EXERCISE REQUIREMENTS:
Reproduce all of the data that follows, character for character.

INFORMATION SUPPLIED:
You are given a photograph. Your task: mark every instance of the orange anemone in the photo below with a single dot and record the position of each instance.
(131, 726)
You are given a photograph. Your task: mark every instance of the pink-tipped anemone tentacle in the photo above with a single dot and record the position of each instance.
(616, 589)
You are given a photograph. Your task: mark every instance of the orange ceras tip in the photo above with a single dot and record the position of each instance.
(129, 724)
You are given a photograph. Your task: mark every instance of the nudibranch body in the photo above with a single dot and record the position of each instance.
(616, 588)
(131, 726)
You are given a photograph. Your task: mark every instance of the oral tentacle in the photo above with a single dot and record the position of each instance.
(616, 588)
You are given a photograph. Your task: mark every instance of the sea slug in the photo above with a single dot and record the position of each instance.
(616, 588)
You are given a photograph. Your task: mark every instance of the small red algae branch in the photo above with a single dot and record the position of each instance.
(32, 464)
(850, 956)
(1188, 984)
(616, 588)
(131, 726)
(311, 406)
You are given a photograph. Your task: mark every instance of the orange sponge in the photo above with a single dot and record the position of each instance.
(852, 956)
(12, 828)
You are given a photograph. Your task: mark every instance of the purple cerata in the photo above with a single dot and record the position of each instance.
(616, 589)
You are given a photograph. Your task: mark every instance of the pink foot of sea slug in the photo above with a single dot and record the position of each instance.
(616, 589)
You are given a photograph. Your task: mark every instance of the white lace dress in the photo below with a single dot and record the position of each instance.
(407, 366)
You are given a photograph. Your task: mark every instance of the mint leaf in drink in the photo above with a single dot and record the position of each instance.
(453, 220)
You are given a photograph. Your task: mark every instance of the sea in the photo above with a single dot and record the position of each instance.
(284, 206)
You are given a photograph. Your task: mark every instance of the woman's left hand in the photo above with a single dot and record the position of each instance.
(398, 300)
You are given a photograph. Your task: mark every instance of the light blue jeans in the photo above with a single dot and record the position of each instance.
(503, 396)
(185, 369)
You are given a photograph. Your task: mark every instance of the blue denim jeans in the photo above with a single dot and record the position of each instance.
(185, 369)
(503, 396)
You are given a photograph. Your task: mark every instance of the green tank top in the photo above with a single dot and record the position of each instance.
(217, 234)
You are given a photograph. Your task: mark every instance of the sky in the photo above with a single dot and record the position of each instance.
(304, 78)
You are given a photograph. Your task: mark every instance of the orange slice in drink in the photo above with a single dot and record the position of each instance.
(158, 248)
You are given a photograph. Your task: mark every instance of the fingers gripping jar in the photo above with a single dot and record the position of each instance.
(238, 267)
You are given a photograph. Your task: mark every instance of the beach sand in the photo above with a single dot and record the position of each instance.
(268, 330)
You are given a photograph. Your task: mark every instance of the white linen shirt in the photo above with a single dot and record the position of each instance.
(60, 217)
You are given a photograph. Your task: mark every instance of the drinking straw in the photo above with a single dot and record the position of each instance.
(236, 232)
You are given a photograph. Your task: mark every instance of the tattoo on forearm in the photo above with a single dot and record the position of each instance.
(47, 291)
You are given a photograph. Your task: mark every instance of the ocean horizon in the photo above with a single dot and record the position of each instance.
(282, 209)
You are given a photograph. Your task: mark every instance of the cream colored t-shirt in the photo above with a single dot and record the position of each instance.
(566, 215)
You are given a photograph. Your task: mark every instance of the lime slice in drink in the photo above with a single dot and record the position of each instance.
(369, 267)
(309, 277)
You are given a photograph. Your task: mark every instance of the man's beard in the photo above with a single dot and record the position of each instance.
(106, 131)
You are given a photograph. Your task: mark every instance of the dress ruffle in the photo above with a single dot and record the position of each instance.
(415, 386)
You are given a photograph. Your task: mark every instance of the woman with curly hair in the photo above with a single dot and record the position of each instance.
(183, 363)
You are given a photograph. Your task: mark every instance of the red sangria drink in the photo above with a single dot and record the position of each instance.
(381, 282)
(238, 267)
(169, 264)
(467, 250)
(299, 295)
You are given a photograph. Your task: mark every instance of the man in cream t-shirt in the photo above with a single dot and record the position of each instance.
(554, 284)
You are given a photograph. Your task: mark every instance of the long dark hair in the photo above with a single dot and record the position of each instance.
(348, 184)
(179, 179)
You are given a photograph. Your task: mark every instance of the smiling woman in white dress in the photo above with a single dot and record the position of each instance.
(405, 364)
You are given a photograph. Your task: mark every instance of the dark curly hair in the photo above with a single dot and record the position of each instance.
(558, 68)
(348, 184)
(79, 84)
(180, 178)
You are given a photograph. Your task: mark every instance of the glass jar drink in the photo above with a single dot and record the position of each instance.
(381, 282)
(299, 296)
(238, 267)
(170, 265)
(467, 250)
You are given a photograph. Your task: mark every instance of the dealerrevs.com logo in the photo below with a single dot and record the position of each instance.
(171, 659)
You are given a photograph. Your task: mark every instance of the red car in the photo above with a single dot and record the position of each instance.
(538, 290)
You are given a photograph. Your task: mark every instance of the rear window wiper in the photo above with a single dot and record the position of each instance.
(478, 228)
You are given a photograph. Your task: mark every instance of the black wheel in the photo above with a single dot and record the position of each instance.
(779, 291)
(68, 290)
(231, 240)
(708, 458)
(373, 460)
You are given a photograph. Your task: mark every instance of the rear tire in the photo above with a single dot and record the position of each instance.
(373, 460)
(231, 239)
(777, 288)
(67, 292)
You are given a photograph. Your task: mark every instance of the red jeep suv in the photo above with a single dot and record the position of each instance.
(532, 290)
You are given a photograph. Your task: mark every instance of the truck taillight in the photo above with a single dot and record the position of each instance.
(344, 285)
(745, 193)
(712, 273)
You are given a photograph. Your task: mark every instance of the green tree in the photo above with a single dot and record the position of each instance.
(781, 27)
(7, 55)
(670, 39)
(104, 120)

TASK RESPONSE:
You are given a photograph. Your task: mark every instance of the orange anemone in the photo below with a single dot and record the position of each instance.
(131, 726)
You are given a photograph. Your task: mark every instance of the pink-tipped anemone tentacle in the photo above with a single dot and record the position of each instance.
(616, 589)
You are given a photograph. Your task: mark every instance of the orange ceras tip in the photo above with a single dot and record the position of each instance.
(129, 724)
You are given a photograph. Your task: mark every instance of the nudibranch body in the photo above with a single dot and record the position of each instance.
(616, 588)
(131, 726)
You are given a photograph. Your task: mark every instance of the oral tentacle in the photo above with a single dot and record the position of each instance.
(616, 588)
You are given a photograph. Your task: mark every instance of the sea slug in the photo above with a single dot and record the position of each instance.
(616, 588)
You are given a photograph. Your task: mark every instance of the small red algae branch in the photo above with a single dot and record the position of each instance.
(32, 464)
(850, 956)
(1188, 984)
(616, 588)
(131, 726)
(311, 406)
You are given a photograph. Your task: mark every instance of the orange sponge in the photo above with a single dot and record the position of each instance.
(852, 956)
(12, 828)
You are given a photograph. Your task: mark every instance of the purple cerata in the photo above with a single dot and record the position of each instance.
(616, 589)
You are given a photograph. Your task: mark every instance of the pink foot of sea slug in the photo above with a single dot and record the position of each instance.
(616, 589)
You are given a photograph. Your task: mark every instance of the white lace dress in the photo below with a single dot and record the position of each instance.
(407, 366)
You are given a photograph. Your task: mark every instance of the mint leaf in drink in the photo above with a single dot and record the position of each instance.
(453, 220)
You are given a photograph. Your task: mark every instance of the sea in the photo above with a single dot and record the position of each instance.
(284, 206)
You are given a photograph. Your task: mark every instance of the woman's left hand in the photo above with a single dot and record the position of each instance.
(398, 300)
You are given a photograph. Your task: mark every instance of the light blue jeans in the photo above with a single dot and record the position of each instance.
(503, 396)
(185, 369)
You are given a photograph. Your task: mark every instance of the blue denim jeans in the photo above with a single dot and record the position of each instance.
(185, 369)
(503, 396)
You are given a photograph. Your task: mark every instance of the green tank top in the photo above with a single dot and record the position of each instance.
(217, 234)
You are given a photograph. Your task: mark every instance of the sky in the photo above with a single dot and record the position of each instance.
(304, 78)
You are given a photograph. Your task: mark every instance of the orange slice in drink in the photo above with a single dot and record the position of each instance.
(158, 248)
You are given a photograph. Your task: mark every instance of the fingers gripping jar in the photo above with a single dot and record the position of each instance.
(238, 267)
You are given a photograph. Your task: mark every instance of the beach sand in the photo above with a single dot and record the position of each instance.
(268, 330)
You are given a photograph. Your task: mark every instance of the white linen shirt in the photo above with a single dot and record the position of each instance.
(60, 217)
You are given a photograph. Your task: mark every instance of the drinking straw in the photo above with a single dot and record the position of each instance.
(236, 232)
You are given a photograph. Your task: mark every instance of the tattoo on forearm in the photo above with a single dot and record the position of each instance.
(47, 291)
You are given a photograph. Your task: mark every instance of the ocean horizon in the photo above with a single dot and record the position of each instance.
(282, 209)
You are given a photograph. Your task: mark every instance of the cream colored t-shirt in the photo above with a single dot and record the position of each instance.
(566, 215)
You are given a photograph. Your task: mark every instance of the lime slice in drink in the photo above with a single dot and record the position of each instance.
(369, 267)
(309, 277)
You are given a photograph. Your task: mark every instance of the man's beard in the photo above with a single dot and record the position of each instance.
(106, 131)
You are given a photograph. Your task: mark every instance of the dress ruffle in the photo above with a single dot and record the position of each instance.
(415, 386)
You are given a photograph. Your task: mark every instance of the woman with curly hair in the photo above with a single dot and record the position of each instance.
(183, 363)
You are given a photograph. Your task: mark every instance of the red sangria drink in the photo above with a single dot and record the position of each instance.
(381, 282)
(238, 267)
(169, 264)
(467, 250)
(299, 295)
You are given a photograph. Your task: mark every instance of the man in cream t-shirt in the photo above with a single dot and record the position of each instance.
(554, 284)
You are given a photograph. Your task: mark every instance of the long dark hair in the photo above with a single dot and record the position of each instance.
(348, 184)
(179, 179)
You are given a photograph. Your task: mark every instance of the smiling woman in white dress in the photo above with a single dot and record the position of each instance.
(405, 364)
You are given a photograph. Your task: mark every instance of the dark curly hair in the photo above with a single dot and record the position of each instance.
(558, 68)
(348, 184)
(79, 84)
(180, 178)
You are given a photograph. Your task: mark every instance of the glass jar drink in the photo above with a single dot and record the position of each instance.
(381, 282)
(299, 296)
(238, 267)
(170, 265)
(467, 250)
You are given a photograph. Your task: mark every instance of the dealerrevs.com logo in the photo below with a single dot and record the position of each instance.
(171, 659)
You are given a photograph. Your task: mark every instance of the red car in the photo above with a single dot and record the position of each instance.
(538, 290)
You are given a photograph. Your task: mark every instance of the rear window wiper in the photo above with a single dot and record the position of each instance.
(478, 228)
You are given a photograph. Your task: mark every instance of the black wheel in the photo above with a single dot and record the position of each instance.
(779, 291)
(68, 290)
(231, 240)
(708, 458)
(373, 460)
You are given a photograph. Your task: mark every instance of the rear tire in the photo above with a single dot and record the position of each instance.
(373, 460)
(231, 239)
(777, 288)
(67, 292)
You are given a photograph. Your task: mark every instance of the red jeep suv in the photo above with a single dot and record the position of each instance.
(532, 290)
You are given a photograph. Your task: mark every instance of the truck taillight in the photo above with a single dot and record the position of each instance.
(344, 285)
(745, 193)
(712, 273)
You are given a photograph. Your task: mark every instance of the green tree in the photo above with a single dot and record the position of each instance.
(781, 27)
(7, 55)
(670, 39)
(104, 120)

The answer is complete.